> _Required tasks_:
1) Answer these questions using the passage on the Faroese economy below, one answer per line and marked like the questions.
(a) What was the Faroese unemployment rate in 2019?
(b) How large was the Faroe Islands' trade surplus in 2016?
(c) Since what year has the Faroe Islands had a free trade agreement with Iceland?
2) Retype the part of the passage on the Faroese economy below that opens with the words "General salaries increased" and closes with "1,341 at sea.", with no changes.

> _Text block_:
* * *
High dependence on fishing (including salmon farming) means the Faroe Islands' economy remains vulnerable. The Faroese hope to broaden their economic base by building new fish-processing plants. The islands allow up to 25% foreign ownership of ocean industry decreasing gradually until 2032 when foreign ownership must end. Petroleum found close to the Faroese area gives hope for deposits in the immediate area, which may lay the basis for sustained economic prosperity. Also important are the annual subsidy from Denmark, which amounted to about 3% of the GDP.

The Faroes have one of the lowest unemployment rates in Europe (1% in 2019), but this is not necessarily a sign of a recovering economy, as many young students move to Denmark and other countries once they are finished with high school. This leaves a largely middle-aged and elderly population that may lack the skills and knowledge to take IT positions in business and industry. Since 2000, new information technology and business projects have been fostered in the Faroe Islands to attract new investment. The result from these projects is not yet known but is hoped to bring a better market economy to the Faroe Islands. The population was around 52,000 by 2019.

General salaries increased from DKK 7 billion in 2013 to DKK 10 billion in 2019. In 2020, salmon exports were DKK 3.3 billion. Fishing industries occupied 1,441 people on land and 1,341 at sea.

==Trade==
In 2014 the Faroe Islands had a trade surplus of 401 million DKK, a figure that rose to 1.43 billion DKK in 2016. As of 2016, the Faroe Islands mainly imported goods from Denmark (2,467 million DKK), Germany (877 million DKK), and Norway (610 million DKK). The country's top export destinations were Russia (1,907 million DKK), the United States (898 million DKK), the United Kingdom (851 million DKK), and Denmark (697 million DKK). European Union countries constituted 72.9% of total Faroese imports, while the exports of the Faroe Islands were more equally distributed between European Union (44.4%) and non-European Union countries (55.6%). The vast majority of Faroese exports, around 90%, consists of fishery products. Russian countersanctions on food imports from Norway and the European Union, saw the Faroe Islands increase its fresh salmon exports to Russia. The Faroe Islands has a free trade agreement with Iceland since 2005.

Imports and exports in 2014; values in million Danish krone (DKK)
* * *
[Collected data entries]
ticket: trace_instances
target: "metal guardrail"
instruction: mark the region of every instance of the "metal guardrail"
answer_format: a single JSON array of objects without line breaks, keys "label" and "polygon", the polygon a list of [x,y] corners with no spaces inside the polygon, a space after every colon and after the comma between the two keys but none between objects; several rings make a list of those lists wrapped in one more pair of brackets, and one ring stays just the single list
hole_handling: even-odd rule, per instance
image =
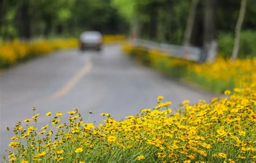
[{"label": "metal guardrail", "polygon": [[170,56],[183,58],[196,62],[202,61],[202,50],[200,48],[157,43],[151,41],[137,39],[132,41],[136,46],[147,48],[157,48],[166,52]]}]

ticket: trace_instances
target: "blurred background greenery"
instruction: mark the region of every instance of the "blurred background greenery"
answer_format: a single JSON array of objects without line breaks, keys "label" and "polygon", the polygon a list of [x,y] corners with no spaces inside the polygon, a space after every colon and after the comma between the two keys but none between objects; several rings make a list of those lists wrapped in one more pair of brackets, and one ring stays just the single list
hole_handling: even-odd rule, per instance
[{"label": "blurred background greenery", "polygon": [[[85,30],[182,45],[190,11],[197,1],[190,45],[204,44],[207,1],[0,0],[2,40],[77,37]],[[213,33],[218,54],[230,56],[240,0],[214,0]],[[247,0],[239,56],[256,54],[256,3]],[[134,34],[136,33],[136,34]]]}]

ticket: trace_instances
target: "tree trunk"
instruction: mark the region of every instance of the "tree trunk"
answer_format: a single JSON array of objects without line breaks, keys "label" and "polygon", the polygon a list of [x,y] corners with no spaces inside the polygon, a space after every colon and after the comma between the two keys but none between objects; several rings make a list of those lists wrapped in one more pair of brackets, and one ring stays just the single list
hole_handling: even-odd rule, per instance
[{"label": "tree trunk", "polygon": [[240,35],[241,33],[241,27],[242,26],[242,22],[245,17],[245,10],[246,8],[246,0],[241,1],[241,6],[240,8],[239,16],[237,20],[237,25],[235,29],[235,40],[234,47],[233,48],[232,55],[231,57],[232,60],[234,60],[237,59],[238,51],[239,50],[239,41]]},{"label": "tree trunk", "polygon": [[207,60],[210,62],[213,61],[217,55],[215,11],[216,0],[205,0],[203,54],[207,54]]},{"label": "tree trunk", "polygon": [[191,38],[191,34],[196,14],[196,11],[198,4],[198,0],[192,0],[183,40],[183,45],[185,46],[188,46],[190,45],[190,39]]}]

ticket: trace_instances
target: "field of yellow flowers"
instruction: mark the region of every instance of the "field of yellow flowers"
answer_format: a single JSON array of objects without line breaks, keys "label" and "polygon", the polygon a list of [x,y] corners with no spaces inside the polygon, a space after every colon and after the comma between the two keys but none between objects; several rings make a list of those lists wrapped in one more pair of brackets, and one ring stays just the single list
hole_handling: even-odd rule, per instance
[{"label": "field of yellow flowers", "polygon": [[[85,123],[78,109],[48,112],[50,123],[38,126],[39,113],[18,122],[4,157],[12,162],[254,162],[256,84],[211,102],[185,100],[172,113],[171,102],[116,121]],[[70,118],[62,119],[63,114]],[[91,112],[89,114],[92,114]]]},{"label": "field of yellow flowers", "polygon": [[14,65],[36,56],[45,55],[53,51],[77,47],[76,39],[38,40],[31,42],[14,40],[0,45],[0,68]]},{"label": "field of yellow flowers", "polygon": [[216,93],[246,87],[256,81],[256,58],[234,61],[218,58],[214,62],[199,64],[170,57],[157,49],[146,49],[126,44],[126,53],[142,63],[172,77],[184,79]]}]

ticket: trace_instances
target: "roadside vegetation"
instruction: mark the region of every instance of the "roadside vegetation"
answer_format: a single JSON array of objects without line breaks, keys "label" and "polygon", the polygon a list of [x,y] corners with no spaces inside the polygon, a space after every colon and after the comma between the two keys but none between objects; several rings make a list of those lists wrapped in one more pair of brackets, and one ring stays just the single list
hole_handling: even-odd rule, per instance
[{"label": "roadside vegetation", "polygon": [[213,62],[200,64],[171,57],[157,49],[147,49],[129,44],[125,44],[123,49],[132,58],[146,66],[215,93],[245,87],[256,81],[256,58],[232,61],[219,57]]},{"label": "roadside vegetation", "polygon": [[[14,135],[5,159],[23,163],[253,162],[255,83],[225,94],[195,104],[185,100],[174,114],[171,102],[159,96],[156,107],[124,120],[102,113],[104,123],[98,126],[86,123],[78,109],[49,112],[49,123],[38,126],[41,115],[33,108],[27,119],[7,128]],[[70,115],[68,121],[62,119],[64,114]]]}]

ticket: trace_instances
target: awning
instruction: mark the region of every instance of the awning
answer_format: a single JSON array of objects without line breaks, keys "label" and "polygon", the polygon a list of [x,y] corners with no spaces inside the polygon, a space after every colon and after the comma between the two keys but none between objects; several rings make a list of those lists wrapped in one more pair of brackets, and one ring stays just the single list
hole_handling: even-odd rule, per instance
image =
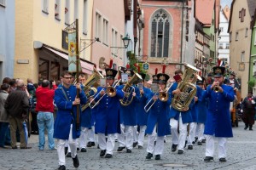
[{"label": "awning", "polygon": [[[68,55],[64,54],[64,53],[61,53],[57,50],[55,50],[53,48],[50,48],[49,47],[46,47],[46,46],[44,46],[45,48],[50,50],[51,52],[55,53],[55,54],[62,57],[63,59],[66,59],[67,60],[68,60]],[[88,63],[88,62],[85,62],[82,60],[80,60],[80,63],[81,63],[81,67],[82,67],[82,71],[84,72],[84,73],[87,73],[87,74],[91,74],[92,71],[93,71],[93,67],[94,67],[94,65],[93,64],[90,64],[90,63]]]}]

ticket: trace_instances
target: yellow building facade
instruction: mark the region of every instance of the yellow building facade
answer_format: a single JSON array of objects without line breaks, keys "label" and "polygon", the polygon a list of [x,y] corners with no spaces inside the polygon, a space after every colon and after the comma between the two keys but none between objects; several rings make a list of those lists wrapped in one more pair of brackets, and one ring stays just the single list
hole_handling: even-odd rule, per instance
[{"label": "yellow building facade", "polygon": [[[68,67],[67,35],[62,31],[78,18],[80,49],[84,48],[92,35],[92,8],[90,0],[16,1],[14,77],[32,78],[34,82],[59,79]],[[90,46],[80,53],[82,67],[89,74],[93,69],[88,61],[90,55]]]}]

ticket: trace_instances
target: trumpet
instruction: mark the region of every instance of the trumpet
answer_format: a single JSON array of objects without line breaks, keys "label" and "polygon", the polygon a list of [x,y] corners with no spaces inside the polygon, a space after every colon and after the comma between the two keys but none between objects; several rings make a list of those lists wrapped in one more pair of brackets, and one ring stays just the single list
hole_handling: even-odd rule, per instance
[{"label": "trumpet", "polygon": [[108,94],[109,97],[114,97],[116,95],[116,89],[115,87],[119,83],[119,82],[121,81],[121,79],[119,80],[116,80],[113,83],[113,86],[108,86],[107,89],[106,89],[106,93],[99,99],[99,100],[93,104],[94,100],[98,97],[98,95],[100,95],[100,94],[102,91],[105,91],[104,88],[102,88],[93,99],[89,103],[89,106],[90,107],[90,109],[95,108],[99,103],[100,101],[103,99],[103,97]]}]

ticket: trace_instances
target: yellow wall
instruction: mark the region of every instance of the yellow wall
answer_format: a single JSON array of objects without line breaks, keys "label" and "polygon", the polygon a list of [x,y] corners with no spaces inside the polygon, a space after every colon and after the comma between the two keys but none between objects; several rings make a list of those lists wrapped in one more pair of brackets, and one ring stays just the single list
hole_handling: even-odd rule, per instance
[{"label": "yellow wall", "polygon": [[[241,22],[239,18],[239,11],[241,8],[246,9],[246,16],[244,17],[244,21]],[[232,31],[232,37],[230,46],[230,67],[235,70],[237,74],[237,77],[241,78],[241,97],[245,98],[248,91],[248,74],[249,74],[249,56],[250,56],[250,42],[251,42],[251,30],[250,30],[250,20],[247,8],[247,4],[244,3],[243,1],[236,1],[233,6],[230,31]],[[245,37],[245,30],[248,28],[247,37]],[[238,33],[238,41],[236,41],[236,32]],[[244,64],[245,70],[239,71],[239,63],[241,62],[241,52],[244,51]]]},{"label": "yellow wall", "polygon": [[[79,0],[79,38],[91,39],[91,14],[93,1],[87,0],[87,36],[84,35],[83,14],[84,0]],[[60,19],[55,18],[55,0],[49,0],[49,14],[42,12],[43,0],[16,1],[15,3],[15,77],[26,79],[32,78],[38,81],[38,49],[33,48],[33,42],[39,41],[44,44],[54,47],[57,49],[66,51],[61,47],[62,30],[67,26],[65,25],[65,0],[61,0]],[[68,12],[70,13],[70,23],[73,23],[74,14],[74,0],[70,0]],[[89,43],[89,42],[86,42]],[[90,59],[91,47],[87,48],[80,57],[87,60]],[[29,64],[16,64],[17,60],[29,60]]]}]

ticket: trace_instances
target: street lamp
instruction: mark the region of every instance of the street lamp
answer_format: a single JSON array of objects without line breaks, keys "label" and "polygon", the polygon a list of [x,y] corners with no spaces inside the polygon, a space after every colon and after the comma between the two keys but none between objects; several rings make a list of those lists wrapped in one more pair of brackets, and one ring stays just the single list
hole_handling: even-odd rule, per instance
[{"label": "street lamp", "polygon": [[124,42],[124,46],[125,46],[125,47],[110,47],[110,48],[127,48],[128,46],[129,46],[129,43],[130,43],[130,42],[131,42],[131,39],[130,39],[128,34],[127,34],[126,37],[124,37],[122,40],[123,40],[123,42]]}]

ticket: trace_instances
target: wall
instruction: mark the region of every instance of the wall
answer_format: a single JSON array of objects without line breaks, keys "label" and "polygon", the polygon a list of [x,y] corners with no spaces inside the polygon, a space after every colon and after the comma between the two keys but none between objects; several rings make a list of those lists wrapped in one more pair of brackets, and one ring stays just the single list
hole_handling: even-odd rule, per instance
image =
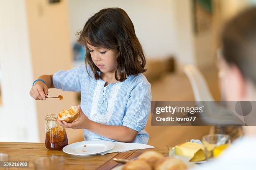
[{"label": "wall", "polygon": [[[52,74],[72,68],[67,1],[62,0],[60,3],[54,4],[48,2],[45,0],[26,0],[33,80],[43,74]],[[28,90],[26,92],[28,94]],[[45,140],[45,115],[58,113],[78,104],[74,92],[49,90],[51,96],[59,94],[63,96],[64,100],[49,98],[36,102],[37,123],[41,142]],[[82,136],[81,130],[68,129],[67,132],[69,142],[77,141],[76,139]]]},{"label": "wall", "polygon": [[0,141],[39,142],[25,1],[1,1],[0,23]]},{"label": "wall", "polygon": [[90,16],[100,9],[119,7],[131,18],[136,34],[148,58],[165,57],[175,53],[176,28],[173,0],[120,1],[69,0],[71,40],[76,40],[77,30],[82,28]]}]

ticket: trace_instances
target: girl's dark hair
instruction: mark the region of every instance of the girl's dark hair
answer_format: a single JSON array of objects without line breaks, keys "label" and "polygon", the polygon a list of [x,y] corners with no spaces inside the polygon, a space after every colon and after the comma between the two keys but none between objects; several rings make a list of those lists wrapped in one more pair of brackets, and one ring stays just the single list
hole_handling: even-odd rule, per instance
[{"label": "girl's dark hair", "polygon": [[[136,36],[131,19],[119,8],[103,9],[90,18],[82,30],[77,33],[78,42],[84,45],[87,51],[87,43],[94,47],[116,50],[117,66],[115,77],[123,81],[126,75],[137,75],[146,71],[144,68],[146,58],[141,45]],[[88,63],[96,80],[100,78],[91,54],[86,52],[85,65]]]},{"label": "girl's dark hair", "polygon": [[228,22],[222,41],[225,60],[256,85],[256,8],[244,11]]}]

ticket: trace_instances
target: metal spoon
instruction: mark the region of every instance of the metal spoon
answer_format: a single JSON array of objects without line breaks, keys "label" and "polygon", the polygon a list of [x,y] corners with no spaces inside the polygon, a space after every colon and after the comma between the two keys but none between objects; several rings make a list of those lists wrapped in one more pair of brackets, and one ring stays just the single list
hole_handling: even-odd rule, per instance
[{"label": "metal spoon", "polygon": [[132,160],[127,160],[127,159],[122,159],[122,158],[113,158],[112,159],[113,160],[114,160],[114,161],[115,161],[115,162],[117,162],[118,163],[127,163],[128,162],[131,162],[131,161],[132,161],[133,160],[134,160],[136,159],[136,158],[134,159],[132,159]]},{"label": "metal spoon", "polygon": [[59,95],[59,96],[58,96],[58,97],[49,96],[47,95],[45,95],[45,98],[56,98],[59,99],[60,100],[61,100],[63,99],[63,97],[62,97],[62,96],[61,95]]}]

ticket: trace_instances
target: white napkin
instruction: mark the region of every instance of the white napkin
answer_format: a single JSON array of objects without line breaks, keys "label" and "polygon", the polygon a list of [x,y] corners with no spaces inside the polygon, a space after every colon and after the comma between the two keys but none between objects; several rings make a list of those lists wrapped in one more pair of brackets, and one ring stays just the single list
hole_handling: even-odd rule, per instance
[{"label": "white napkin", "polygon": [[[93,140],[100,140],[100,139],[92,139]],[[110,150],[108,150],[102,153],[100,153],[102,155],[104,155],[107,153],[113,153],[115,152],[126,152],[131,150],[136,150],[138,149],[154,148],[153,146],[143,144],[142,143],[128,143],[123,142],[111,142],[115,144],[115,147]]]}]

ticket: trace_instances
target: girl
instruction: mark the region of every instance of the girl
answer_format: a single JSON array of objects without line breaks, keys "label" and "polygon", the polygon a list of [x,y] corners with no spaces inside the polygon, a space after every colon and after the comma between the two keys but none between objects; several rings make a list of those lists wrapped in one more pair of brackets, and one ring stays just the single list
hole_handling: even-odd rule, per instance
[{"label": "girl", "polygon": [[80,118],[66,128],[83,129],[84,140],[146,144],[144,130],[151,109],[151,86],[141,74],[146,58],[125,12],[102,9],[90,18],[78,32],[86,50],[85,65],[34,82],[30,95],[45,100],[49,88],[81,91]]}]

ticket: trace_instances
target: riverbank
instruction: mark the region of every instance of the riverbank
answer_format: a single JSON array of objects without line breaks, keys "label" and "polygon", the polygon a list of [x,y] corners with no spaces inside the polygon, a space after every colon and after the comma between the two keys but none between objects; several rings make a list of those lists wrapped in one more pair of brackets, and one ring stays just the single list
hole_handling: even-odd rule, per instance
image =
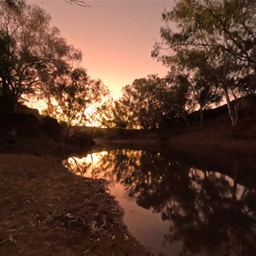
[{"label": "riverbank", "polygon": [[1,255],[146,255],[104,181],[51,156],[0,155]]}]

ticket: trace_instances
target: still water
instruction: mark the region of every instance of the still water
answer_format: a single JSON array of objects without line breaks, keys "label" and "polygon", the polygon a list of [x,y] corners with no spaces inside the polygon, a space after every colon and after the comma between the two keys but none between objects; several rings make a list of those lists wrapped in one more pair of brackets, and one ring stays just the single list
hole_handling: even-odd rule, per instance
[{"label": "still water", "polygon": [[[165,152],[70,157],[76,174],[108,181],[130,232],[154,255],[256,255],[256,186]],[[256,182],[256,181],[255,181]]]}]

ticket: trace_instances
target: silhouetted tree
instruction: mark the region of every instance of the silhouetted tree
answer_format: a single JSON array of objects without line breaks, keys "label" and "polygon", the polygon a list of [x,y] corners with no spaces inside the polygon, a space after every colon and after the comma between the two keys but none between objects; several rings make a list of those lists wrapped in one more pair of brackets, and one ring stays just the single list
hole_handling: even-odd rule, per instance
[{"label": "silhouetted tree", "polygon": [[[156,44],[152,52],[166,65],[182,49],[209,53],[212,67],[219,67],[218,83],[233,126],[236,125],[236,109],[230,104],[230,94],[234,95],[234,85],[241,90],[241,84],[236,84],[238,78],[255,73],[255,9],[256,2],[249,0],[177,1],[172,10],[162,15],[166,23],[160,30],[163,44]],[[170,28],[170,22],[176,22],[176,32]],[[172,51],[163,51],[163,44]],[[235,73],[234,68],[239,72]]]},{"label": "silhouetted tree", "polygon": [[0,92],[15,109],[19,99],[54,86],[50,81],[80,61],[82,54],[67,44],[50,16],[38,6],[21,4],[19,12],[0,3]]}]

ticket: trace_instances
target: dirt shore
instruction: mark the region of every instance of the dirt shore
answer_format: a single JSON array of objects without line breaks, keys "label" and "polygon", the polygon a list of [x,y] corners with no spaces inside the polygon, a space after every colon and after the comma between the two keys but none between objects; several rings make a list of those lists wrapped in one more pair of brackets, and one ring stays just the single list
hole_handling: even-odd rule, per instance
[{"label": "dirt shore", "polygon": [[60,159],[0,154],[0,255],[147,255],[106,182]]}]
* * *
> _Outputs by task_:
1)
(a) 1%
(b) 1.43 billion DKK
(c) 2005

2)
General salaries increased from DKK 7 billion in 2013 to DKK 10 billion in 2019. In 2020, salmon exports were DKK 3.3 billion. Fishing industries occupied 1,441 people on land and 1,341 at sea.